Recorded data
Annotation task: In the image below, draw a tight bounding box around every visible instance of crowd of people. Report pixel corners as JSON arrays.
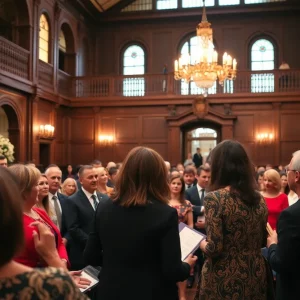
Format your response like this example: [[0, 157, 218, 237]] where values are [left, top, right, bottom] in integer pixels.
[[0, 140, 300, 300]]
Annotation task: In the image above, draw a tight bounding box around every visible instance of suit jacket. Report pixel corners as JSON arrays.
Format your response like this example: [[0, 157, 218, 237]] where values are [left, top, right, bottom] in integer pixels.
[[193, 153, 203, 168], [268, 200, 300, 300], [66, 189, 108, 270], [57, 193, 70, 241], [84, 199, 190, 300], [185, 185, 205, 234]]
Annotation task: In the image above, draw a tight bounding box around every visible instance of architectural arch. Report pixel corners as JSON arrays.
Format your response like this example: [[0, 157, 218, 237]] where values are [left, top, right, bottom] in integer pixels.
[[166, 106, 237, 164], [0, 95, 24, 162], [0, 0, 31, 50], [119, 39, 149, 74], [58, 22, 76, 76], [246, 32, 279, 70]]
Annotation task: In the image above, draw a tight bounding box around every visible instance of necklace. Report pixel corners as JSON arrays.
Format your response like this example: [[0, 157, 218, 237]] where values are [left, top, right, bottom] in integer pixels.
[[23, 209, 41, 220], [23, 209, 52, 230]]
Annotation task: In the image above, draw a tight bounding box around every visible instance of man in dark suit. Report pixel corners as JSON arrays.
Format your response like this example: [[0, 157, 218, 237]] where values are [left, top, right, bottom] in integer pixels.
[[66, 165, 108, 270], [185, 166, 210, 288], [193, 148, 203, 169], [45, 165, 70, 247], [183, 166, 197, 190], [267, 150, 300, 300]]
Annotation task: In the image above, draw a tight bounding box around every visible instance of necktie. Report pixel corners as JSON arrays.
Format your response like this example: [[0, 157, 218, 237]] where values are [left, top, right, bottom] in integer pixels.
[[52, 196, 61, 228], [200, 189, 205, 206], [91, 195, 99, 210]]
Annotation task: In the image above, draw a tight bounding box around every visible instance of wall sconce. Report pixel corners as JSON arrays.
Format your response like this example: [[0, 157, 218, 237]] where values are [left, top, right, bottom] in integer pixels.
[[39, 124, 55, 140], [256, 133, 274, 145], [99, 135, 114, 147]]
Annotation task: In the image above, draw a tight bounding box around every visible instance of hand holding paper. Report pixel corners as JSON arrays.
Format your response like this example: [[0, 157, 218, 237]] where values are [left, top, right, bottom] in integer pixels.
[[179, 223, 206, 261], [267, 223, 278, 248]]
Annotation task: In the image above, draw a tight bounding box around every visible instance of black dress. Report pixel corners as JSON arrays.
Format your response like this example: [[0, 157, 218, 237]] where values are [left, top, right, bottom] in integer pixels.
[[84, 200, 190, 300]]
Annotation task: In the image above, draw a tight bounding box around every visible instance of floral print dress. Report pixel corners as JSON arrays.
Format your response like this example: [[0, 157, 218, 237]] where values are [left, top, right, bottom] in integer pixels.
[[0, 268, 88, 300], [195, 189, 268, 300]]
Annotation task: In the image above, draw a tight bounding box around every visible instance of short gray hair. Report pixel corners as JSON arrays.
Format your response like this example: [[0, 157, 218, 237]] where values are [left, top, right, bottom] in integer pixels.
[[292, 150, 300, 171]]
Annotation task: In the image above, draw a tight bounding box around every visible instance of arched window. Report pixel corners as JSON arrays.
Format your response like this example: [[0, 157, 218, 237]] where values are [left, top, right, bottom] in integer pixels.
[[251, 38, 275, 93], [39, 14, 50, 63], [123, 45, 145, 96], [58, 29, 67, 71], [180, 36, 217, 95]]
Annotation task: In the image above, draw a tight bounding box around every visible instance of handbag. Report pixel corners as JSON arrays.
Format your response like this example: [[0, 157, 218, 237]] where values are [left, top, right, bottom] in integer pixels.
[[263, 256, 276, 300]]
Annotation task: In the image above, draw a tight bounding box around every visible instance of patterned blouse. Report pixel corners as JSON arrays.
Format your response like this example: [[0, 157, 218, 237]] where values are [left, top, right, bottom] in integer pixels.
[[0, 268, 88, 300], [170, 200, 192, 224]]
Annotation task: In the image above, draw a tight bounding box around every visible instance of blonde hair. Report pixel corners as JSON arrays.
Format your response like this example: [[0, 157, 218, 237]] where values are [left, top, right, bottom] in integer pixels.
[[264, 169, 281, 192], [61, 178, 78, 196], [8, 164, 41, 199]]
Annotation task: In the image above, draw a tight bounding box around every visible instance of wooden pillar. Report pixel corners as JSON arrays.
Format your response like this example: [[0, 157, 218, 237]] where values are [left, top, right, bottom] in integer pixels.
[[273, 103, 282, 166], [28, 94, 40, 165], [52, 2, 61, 94], [167, 126, 182, 165]]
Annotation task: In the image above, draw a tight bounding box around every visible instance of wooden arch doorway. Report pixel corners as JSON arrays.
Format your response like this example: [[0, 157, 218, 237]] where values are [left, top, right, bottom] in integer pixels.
[[166, 108, 237, 165], [181, 119, 222, 162], [0, 104, 20, 162]]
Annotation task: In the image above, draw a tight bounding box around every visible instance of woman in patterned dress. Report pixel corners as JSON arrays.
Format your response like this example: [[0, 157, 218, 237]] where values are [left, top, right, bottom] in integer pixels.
[[169, 173, 194, 300], [196, 140, 268, 300]]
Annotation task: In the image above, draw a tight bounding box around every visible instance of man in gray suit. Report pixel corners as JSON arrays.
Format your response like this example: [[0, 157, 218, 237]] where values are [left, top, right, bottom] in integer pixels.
[[66, 165, 109, 270]]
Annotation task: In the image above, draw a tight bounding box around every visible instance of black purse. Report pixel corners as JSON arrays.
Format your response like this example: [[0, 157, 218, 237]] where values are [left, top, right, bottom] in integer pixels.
[[263, 256, 276, 300]]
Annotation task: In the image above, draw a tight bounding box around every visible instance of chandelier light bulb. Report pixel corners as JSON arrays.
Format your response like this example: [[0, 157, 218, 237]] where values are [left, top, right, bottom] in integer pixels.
[[174, 1, 237, 94]]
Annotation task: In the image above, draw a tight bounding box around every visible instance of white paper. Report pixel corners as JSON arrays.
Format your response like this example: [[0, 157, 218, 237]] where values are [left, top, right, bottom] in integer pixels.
[[179, 227, 203, 261], [80, 270, 99, 292]]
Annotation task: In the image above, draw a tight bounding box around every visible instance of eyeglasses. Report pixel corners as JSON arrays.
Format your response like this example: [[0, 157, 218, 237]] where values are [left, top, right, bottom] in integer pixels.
[[285, 168, 299, 173]]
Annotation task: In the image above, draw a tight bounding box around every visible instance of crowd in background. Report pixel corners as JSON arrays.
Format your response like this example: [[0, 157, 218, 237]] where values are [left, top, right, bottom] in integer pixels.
[[0, 141, 300, 300]]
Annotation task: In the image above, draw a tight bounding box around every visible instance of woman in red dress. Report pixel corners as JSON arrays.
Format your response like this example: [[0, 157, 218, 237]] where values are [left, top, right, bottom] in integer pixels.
[[261, 169, 289, 229], [9, 164, 69, 269]]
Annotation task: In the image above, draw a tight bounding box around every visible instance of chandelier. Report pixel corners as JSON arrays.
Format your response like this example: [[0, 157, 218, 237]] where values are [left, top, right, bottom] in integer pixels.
[[174, 0, 237, 96]]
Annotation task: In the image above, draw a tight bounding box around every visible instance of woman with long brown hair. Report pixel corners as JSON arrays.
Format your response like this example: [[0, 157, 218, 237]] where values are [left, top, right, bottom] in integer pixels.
[[84, 147, 197, 300]]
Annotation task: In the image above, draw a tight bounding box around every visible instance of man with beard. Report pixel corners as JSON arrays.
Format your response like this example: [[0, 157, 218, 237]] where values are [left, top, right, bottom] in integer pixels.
[[267, 150, 300, 300], [67, 165, 108, 270]]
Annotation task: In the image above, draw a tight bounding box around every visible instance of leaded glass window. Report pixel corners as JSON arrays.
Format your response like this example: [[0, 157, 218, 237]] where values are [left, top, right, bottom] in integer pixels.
[[39, 14, 49, 63], [123, 45, 145, 96], [251, 39, 275, 93]]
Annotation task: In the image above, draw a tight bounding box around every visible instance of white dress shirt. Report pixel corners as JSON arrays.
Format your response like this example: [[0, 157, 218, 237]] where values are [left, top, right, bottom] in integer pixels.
[[48, 192, 62, 227], [81, 187, 99, 210], [48, 192, 62, 214], [197, 183, 206, 212]]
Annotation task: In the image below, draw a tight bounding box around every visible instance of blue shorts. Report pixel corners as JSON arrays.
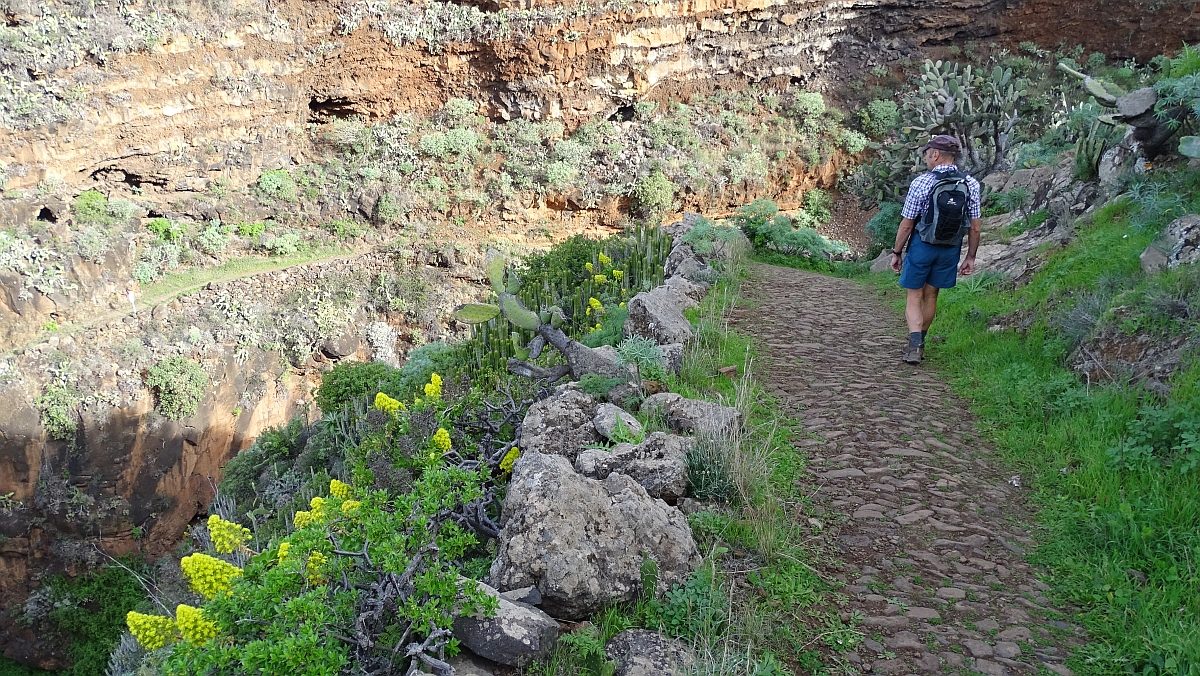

**DO THIS**
Starting at the line that contains "glass window. Report pixel corners as JSON arrays." and ending at the end of the material, write those lines again with "Annotation task" swapped for "Labeling task" and everything else unchanged. Leave the pictures out of your answer.

**THE OUTPUT**
Labeling task: In the image above, draw a tight bounding box around every visible instance of leaded glass window. Report pixel corners as JSON arrays.
Format your response like this example: [[0, 157, 218, 237]] where values are [left, top, right, bottom] in integer pixels.
[[39, 14, 49, 63], [123, 45, 145, 96], [251, 39, 275, 93]]
Labeling task: In the image above, draw a tight bounding box around every visible instance of white dress shirt. Report pixel corners as JSON arrays.
Format your response like this example: [[0, 157, 218, 237]] where values are [left, top, right, bottom] in integer pixels.
[[48, 192, 62, 227], [81, 187, 99, 210], [48, 192, 62, 214], [197, 183, 206, 212]]
Labeling task: In the image below, draw a tight bounding box around every visible instance of blue shorts. Report pixel corners as JSON arrays.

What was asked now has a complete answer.